• [AIM OF THE EXERCISE]: Begin at the line containing "where? wheel" in the data below and go on through the line containing "where? crocheted square", repeating each line exactly; include both ends and no other line.

Stored items from a collection:
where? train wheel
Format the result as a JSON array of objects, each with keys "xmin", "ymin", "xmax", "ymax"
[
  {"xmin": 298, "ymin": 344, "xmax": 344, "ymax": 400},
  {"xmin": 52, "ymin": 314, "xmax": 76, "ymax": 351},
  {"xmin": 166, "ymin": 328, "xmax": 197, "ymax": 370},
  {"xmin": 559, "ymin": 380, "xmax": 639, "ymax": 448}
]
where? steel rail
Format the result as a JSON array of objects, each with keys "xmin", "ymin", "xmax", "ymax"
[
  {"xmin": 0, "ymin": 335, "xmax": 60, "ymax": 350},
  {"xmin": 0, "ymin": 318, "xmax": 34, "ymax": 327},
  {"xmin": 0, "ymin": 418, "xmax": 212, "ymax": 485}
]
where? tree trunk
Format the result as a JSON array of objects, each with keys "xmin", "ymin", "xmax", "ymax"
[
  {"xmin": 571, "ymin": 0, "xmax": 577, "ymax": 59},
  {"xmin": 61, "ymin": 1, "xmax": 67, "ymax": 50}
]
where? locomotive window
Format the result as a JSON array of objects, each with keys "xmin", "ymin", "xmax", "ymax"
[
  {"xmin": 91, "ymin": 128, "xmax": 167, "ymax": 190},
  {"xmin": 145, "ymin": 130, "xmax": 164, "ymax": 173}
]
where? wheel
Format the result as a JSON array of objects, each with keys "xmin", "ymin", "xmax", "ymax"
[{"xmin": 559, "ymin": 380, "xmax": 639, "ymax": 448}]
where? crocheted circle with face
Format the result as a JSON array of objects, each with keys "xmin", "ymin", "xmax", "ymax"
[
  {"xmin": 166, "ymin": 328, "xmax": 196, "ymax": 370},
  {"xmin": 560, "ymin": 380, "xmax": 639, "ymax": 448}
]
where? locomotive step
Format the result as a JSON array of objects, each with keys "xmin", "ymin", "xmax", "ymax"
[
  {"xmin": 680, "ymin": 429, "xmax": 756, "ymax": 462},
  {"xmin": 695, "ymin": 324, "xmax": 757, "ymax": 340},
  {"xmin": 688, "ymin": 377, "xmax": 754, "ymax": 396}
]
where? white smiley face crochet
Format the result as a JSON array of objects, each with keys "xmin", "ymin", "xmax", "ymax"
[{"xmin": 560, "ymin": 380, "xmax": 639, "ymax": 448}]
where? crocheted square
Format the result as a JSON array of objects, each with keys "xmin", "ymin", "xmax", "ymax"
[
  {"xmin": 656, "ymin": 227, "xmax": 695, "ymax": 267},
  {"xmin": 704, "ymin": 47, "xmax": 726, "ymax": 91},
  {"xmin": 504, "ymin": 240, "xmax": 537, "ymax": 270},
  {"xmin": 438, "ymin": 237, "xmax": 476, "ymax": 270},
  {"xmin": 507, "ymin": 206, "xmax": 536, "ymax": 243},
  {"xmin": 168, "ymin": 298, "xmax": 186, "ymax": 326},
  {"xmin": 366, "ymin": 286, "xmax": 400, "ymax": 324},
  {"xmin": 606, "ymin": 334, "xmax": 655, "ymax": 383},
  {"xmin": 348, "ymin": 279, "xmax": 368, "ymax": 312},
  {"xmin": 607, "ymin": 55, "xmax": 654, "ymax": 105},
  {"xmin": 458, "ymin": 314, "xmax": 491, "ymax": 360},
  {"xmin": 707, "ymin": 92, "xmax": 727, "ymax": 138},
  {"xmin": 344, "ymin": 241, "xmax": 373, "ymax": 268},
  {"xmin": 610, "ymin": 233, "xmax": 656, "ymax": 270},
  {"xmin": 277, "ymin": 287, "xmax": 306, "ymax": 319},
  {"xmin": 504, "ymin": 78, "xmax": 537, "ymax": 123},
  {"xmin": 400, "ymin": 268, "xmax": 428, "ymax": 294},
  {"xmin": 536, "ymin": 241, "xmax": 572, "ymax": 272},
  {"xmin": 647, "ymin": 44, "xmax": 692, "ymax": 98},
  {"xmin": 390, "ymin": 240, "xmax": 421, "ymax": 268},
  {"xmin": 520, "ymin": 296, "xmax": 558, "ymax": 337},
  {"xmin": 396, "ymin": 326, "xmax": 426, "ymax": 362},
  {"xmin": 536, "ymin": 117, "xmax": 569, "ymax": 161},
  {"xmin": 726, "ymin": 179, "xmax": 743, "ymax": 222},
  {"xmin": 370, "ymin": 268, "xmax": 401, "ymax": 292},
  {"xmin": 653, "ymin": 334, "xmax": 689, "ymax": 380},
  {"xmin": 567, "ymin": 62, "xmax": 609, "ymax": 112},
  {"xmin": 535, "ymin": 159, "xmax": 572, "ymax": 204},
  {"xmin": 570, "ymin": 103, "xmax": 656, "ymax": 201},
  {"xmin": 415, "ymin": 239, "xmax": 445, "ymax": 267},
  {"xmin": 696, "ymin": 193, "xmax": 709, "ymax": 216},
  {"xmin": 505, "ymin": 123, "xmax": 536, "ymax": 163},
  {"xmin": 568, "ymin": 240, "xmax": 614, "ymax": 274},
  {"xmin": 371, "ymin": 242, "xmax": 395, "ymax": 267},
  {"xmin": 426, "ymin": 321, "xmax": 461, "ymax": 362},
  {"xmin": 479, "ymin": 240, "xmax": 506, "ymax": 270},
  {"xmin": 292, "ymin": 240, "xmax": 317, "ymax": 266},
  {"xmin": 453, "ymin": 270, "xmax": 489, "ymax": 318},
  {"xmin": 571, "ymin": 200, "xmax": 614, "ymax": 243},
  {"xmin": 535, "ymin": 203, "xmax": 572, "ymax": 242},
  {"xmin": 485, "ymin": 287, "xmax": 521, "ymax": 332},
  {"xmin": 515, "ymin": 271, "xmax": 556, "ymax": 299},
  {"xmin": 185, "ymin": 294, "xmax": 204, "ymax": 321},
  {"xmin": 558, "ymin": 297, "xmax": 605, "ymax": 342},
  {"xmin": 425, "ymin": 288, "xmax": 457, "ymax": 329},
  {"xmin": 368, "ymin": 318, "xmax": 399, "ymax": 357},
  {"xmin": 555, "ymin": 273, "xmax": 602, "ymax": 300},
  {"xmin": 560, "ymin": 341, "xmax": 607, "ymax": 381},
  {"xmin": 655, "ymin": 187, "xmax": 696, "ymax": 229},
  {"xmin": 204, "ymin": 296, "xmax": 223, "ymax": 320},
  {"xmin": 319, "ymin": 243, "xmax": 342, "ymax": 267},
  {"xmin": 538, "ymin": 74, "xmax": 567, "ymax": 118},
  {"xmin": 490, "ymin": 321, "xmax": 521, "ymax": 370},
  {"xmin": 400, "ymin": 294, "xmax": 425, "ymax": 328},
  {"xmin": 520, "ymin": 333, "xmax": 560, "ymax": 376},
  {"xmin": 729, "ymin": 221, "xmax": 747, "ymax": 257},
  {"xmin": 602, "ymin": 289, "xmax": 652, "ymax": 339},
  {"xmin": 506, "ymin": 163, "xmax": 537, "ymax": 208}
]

• [FINAL ANSWER]:
where? wheel
Format the result as a JSON array of objects, each with keys "xmin", "ymin", "xmax", "ymax"
[{"xmin": 559, "ymin": 380, "xmax": 639, "ymax": 448}]
where? crocheted circle with face
Format the result as a JSON array of objects, each with keys "xmin", "ymin", "xmax", "ymax"
[
  {"xmin": 166, "ymin": 328, "xmax": 196, "ymax": 370},
  {"xmin": 560, "ymin": 380, "xmax": 639, "ymax": 448}
]
where? locomotive step
Format the result as a JSON array of objects, each with keys "xmin", "ymin", "xmax", "ymax"
[
  {"xmin": 680, "ymin": 429, "xmax": 756, "ymax": 462},
  {"xmin": 695, "ymin": 324, "xmax": 757, "ymax": 340},
  {"xmin": 688, "ymin": 377, "xmax": 754, "ymax": 396}
]
where? white smiley face crochet
Format the result as a JSON array of objects, each with keys "xmin", "ymin", "xmax", "ymax"
[{"xmin": 560, "ymin": 380, "xmax": 639, "ymax": 448}]
where? crocheted square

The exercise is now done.